# GIVEN DATA
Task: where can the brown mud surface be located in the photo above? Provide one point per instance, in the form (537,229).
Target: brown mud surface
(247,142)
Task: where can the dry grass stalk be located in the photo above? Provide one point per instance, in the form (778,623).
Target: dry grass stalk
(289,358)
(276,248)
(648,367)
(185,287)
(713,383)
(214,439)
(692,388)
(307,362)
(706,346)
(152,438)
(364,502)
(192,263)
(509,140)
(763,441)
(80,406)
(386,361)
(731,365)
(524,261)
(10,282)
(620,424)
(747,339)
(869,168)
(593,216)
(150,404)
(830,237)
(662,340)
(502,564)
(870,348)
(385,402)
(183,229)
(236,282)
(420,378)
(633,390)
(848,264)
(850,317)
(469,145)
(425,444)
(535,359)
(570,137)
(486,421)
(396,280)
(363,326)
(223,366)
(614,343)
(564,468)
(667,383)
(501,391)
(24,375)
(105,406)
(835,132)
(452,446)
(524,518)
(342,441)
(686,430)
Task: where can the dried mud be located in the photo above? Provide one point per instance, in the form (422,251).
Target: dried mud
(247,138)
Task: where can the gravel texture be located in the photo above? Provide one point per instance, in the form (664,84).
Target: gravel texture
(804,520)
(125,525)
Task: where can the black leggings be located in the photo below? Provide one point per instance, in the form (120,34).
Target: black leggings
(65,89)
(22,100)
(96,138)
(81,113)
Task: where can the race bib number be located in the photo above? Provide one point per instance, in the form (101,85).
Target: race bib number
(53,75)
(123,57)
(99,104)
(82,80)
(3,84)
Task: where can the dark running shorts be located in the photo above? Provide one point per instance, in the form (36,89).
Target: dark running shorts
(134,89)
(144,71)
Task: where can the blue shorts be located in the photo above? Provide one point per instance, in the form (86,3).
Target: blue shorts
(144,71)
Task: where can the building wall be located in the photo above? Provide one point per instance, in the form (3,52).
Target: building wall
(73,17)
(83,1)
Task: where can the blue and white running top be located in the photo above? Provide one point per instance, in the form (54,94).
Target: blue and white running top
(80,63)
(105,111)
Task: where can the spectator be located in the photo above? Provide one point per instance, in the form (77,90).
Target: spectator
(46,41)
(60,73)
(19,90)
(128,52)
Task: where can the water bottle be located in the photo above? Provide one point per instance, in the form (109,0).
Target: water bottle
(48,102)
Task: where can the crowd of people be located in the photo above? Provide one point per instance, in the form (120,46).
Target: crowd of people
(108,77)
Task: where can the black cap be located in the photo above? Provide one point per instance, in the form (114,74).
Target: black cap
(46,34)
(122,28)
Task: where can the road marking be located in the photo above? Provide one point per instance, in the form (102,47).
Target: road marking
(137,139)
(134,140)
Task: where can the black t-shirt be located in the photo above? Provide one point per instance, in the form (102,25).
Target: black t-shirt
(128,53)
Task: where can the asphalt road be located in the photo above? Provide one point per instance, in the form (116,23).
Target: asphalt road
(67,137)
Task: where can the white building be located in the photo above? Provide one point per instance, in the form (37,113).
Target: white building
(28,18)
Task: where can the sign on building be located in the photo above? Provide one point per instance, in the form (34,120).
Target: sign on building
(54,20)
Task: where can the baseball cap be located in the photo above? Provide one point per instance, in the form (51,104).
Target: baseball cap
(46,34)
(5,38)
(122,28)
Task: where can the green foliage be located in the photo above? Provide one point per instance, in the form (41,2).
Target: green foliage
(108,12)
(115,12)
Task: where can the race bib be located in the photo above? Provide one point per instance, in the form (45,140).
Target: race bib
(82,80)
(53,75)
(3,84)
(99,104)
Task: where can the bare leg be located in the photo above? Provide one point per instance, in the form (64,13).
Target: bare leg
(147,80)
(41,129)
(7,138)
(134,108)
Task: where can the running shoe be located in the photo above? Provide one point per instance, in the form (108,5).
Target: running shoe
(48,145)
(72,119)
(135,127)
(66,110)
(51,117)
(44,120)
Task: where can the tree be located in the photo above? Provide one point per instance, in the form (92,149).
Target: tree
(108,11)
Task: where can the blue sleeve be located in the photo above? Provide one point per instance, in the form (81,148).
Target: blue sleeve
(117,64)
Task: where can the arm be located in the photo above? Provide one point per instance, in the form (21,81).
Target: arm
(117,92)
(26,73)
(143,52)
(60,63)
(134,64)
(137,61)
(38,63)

---

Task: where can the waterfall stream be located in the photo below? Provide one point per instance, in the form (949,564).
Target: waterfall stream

# TASK REQUIREMENTS
Could you set down, exactly as written, the lines above between the one holding "Task: where can the brown" and the one holding "Task: where can the black leggings", inclusive, and nothing more?

# THE ANSWER
Task: where can the brown mud surface be located in the photo above? Provide one point per instance, in the form (537,229).
Target: brown mud surface
(247,142)
Task: where can the dry grass stalk be located in the photo above? Provide one point per instance, in the form (778,623).
Target: dry grass stalk
(289,358)
(276,248)
(648,367)
(185,287)
(713,383)
(214,439)
(692,388)
(307,362)
(706,346)
(152,438)
(364,502)
(192,263)
(509,140)
(763,441)
(80,406)
(386,361)
(731,365)
(524,261)
(10,282)
(620,424)
(747,339)
(869,168)
(593,216)
(150,404)
(830,237)
(662,340)
(502,564)
(870,348)
(385,402)
(183,229)
(236,282)
(420,378)
(633,390)
(848,264)
(850,317)
(469,145)
(425,444)
(535,359)
(570,137)
(486,421)
(396,280)
(363,326)
(223,366)
(614,343)
(564,468)
(667,383)
(501,391)
(24,375)
(105,406)
(835,132)
(452,446)
(524,518)
(342,441)
(686,430)
Task: where can the dried mud be located in the photo above? Provide one point per instance, in the form (422,251).
Target: dried mud
(247,138)
Task: where can the gravel texture be located in the photo above? Provide one point per instance, in the form (664,84).
Target: gravel texture
(804,520)
(125,525)
Task: where can the black leggings be located in the photo below? Provide one point per instance, in the form (120,34).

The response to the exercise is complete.